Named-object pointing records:
──────────────────────────────

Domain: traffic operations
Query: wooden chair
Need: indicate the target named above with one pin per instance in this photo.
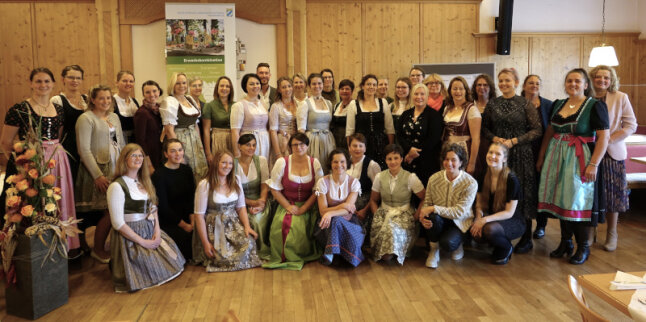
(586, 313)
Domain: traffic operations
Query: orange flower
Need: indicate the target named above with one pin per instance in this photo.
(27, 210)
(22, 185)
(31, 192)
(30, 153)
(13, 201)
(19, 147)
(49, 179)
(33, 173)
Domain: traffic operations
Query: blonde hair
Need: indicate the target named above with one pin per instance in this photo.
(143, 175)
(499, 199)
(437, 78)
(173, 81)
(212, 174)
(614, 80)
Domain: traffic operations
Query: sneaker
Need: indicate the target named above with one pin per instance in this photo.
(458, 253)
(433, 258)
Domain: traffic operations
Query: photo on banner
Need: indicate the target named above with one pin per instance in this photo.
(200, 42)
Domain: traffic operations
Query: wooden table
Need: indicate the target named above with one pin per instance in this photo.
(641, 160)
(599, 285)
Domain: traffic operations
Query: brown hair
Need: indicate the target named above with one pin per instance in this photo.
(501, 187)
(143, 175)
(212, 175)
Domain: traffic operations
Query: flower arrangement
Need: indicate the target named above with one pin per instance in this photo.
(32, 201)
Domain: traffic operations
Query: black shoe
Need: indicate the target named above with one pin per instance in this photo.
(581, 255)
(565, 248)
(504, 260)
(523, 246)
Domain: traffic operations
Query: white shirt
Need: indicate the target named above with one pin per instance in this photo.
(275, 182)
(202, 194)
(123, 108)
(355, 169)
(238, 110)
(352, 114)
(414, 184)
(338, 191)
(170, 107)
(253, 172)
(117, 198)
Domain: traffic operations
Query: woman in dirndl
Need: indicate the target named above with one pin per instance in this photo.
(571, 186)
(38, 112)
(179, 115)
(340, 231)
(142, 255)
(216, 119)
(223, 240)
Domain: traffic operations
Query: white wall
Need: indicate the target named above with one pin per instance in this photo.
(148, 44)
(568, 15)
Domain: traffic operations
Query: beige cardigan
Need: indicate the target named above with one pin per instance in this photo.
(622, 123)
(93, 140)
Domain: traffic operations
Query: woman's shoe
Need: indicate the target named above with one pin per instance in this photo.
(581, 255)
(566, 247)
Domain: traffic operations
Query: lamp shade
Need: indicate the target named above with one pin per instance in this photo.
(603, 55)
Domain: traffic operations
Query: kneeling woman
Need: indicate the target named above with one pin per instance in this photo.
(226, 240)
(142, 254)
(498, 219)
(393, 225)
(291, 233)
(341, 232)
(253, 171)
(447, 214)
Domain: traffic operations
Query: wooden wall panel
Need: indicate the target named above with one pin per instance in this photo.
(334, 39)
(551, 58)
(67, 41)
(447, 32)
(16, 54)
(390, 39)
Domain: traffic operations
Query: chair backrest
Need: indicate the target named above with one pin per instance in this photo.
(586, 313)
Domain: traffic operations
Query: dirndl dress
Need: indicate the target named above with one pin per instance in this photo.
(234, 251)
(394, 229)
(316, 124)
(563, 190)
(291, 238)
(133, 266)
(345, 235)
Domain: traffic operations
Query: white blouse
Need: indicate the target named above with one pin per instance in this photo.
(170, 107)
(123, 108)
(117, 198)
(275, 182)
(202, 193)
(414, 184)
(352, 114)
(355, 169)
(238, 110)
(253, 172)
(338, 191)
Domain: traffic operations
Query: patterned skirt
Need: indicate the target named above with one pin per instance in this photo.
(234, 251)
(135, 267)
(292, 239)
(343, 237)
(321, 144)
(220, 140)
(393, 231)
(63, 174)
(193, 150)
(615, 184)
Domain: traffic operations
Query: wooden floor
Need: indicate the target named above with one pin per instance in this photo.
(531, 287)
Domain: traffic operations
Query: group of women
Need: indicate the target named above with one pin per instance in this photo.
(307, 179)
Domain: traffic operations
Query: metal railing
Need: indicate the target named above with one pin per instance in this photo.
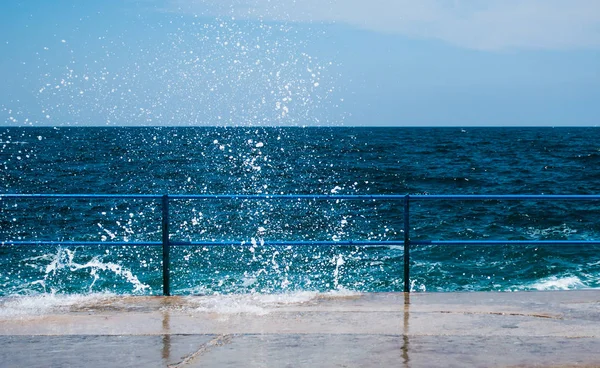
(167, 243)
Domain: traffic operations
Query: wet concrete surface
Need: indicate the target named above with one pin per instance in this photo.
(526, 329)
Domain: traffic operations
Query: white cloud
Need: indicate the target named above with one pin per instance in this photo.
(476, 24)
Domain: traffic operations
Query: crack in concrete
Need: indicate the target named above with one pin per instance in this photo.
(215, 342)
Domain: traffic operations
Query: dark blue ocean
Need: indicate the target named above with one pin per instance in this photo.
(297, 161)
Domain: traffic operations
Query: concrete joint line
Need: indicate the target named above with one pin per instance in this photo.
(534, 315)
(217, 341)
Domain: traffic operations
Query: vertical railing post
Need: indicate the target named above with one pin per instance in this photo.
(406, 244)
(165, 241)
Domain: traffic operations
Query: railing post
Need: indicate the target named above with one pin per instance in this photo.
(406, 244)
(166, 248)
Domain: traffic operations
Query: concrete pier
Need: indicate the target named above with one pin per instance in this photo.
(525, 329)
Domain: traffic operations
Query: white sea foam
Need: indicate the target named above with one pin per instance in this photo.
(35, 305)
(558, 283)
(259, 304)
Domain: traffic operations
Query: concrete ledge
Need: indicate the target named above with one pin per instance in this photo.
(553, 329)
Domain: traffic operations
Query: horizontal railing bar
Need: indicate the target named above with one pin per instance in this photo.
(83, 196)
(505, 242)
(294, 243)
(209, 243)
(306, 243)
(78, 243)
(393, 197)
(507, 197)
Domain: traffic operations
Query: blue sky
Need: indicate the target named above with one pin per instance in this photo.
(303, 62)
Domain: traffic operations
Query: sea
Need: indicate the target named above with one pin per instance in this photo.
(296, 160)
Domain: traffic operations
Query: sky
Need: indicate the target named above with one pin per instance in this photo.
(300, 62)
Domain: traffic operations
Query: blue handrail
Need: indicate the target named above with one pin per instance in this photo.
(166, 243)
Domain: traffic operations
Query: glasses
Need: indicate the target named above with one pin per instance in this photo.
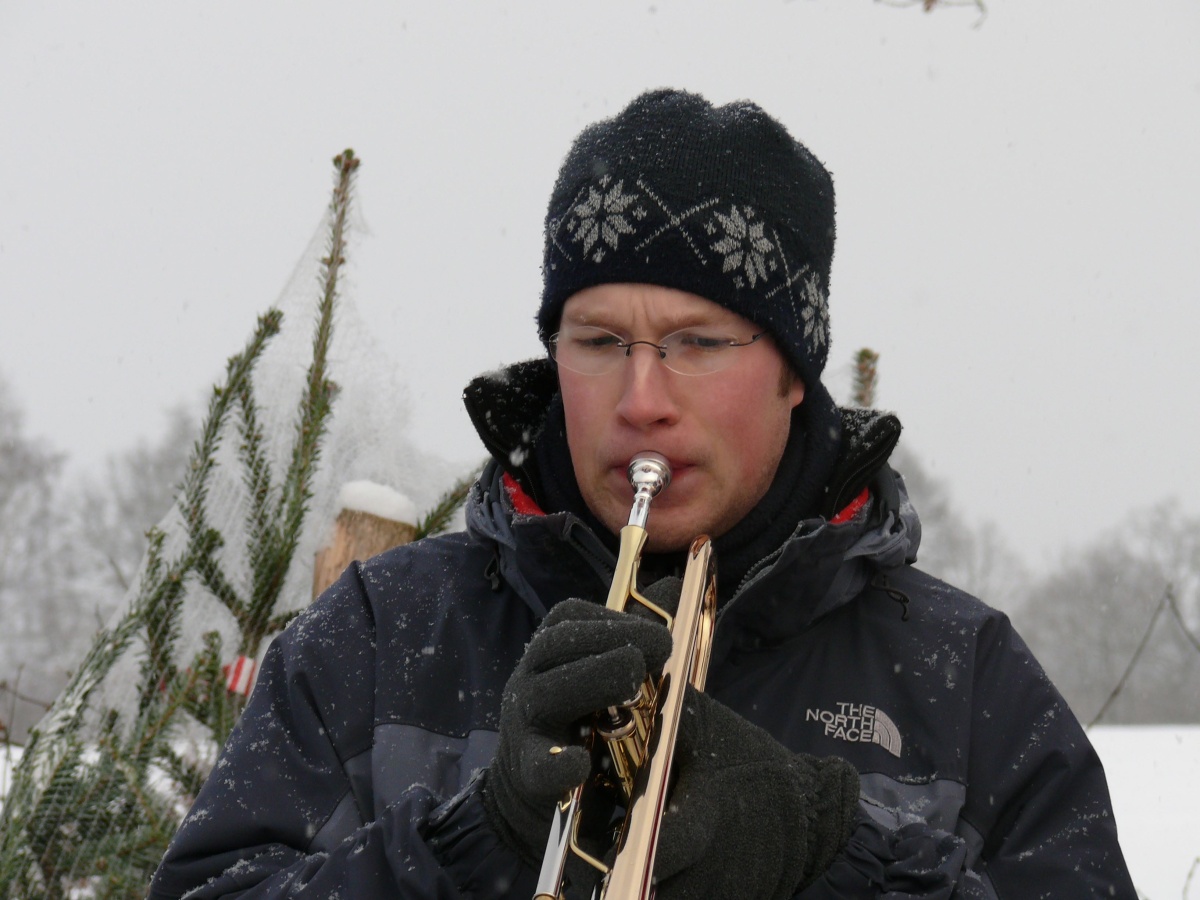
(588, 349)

──────────────────────────────

Set down every entry word for word, but omit the pictures.

Output for this exercise
Domain: traffic operations
Query: wooden chair
Need: indicate the target named above with one pin per instance in this photo.
(586, 313)
Domain: traffic operations
Query: orange flower
Need: indicate the target named above with one pin per instance in this photo.
(27, 210)
(22, 185)
(31, 192)
(30, 153)
(13, 201)
(19, 147)
(49, 179)
(33, 173)
Domain: traffic operations
Query: blonde hair
Need: indicate the target named above with one pin per instance in this photo.
(143, 175)
(499, 199)
(437, 78)
(173, 81)
(212, 174)
(614, 80)
Domain: traffic operations
Query: sneaker
Need: indicate the target named above with one pin per instance in this photo.
(458, 253)
(433, 258)
Domain: traffic operations
Query: photo on banner
Need: indicate the target named above with one pin per instance in this photo.
(200, 42)
Domain: traffic operations
Query: wooden table
Need: indicate the target named above with one pin per instance in this photo.
(641, 160)
(599, 285)
Domain: traffic operations
Query: brown hair
Need: indicate the target named above with one pin per instance in this photo.
(501, 187)
(143, 175)
(212, 175)
Domain: traffic operations
Query: flower arrangement
Need: indicate the target named above with one pin per instance in this photo.
(32, 201)
Domain: traffic operations
Query: black shoe
Need: indicate the target named above with one pin per instance in this photo.
(581, 255)
(565, 248)
(504, 260)
(523, 246)
Domain: traffic operations
Query: white shirt
Need: indicate the target named above with one pin per instance in this photo.
(275, 182)
(202, 194)
(123, 108)
(355, 169)
(238, 110)
(352, 114)
(414, 184)
(338, 191)
(170, 107)
(253, 172)
(117, 198)
Domain: traffic operations
Query: woman in dirndl
Need: indicate the target named above with one pin per instance in this photo.
(571, 186)
(38, 112)
(179, 115)
(340, 231)
(142, 255)
(216, 119)
(223, 240)
Domain: traffic operations
Query: white wall
Need: indicate the target named above with one pin per instance in this photo.
(148, 44)
(568, 15)
Domain: traffic operations
Query: beige cardigan
Need: indicate the target named above with one pin per instance in this photo.
(622, 123)
(93, 140)
Domain: traffic operations
Query: woman's shoe
Need: indicate the target named above with one pin per instance in this photo.
(581, 255)
(566, 247)
Domain: traffic operations
Query: lamp shade
Need: indicate the target named above with one pin per instance in this photo.
(603, 55)
Domain: traffic operations
Query: kneeling woman
Need: indicate the target named above with one pin per instance in this photo.
(226, 240)
(142, 254)
(498, 219)
(393, 225)
(291, 233)
(341, 232)
(253, 171)
(447, 214)
Domain: traffic operations
Query: wooden wall panel
Need: indicate the target named above with one pin per instance in this photo.
(334, 39)
(551, 58)
(67, 41)
(447, 32)
(16, 54)
(390, 39)
Domain: traffic operations
Query: chair backrest
Need: indicate the target named above with one pin per instance in this photo.
(586, 313)
Domain: traffic operations
Query: dirndl dress
Need: indicate the target named above with one pin per instance in this photo.
(234, 251)
(394, 229)
(316, 124)
(563, 190)
(291, 238)
(133, 266)
(345, 235)
Domain: traffic operations
Query: white blouse
Need: indicate the target named above with one pin per instance in this photo.
(170, 107)
(123, 108)
(117, 198)
(275, 182)
(202, 193)
(414, 184)
(352, 114)
(355, 169)
(238, 110)
(253, 172)
(338, 191)
Domain: traffic operations
Query: patterned skirt
Need: indicate the target named above with one pin per instance in this photo.
(234, 251)
(135, 267)
(292, 239)
(343, 237)
(321, 144)
(220, 140)
(393, 231)
(63, 174)
(193, 150)
(615, 184)
Domain: traffic operations
Query: wooden floor
Need: indicate the target named above with one pin per instance in this photo.
(531, 287)
Domain: traffic operations
Query: group of women
Need: indicate the target named above with one pin per instance in this photo.
(307, 179)
Domain: traffic operations
Query: metal railing
Need: indicate the target named above with one pin per instance in this photo.
(167, 243)
Domain: traffic operations
Query: wet concrete surface
Need: indicate the target named above with one pin per instance in this photo.
(526, 329)
Domain: traffic operations
Query: white cloud
Need: indicate the target named above with one pin per instance in this photo.
(476, 24)
Domain: traffic operations
Query: crack in concrete
Need: indicate the target named above with one pin per instance in this photo.
(215, 342)
Domain: traffic operations
Query: dark blue ocean
Need: indicate the target named above with one pin per instance in this photo.
(297, 161)
Domain: traffic operations
Query: concrete joint line
Need: indicate the target named above with one pin per instance in this photo.
(534, 315)
(217, 341)
Domain: traffic operations
Query: vertical railing post
Need: indicate the target named above with one pin per instance in this photo.
(406, 244)
(165, 241)
Domain: traffic operations
Query: railing post
Need: indicate the target named above with one pin per instance in this photo.
(406, 244)
(166, 248)
Domain: traffic operations
Query: concrete pier
Need: indicate the target named above with one pin per instance in this photo.
(525, 329)
Domain: traffic operations
Query: white sea foam
Need: indicate the target named above with one pin per instance in this photo.
(35, 305)
(558, 283)
(259, 304)
Domain: traffic operations
Query: concrete ledge
Need: indicate the target named above with one pin per instance in this photo.
(553, 329)
Domain: traffic operations
Query: horizontal railing bar
Need: indicate the target named above with one pin per instance in this photo.
(83, 196)
(505, 242)
(294, 243)
(209, 243)
(306, 243)
(78, 243)
(393, 197)
(507, 197)
Domain: traffic operations
Query: blue sky
Need: indicate the target named above with one pin per instance in this photo.
(303, 62)
Domain: traffic operations
Query: sea
Need: indicate the target named above with one pin per instance in this photo.
(296, 160)
Domain: traffic operations
Query: sky
Need: indicate the target named above with one pin per instance in this photo.
(300, 62)
Domain: traffic operations
Query: blue handrail
Need: indicate the target named above with one pin per instance in this photo.
(166, 243)
Domain: traffic operations
Query: glasses
Need: indicate the target named above with one pin per instance in this photo.
(588, 349)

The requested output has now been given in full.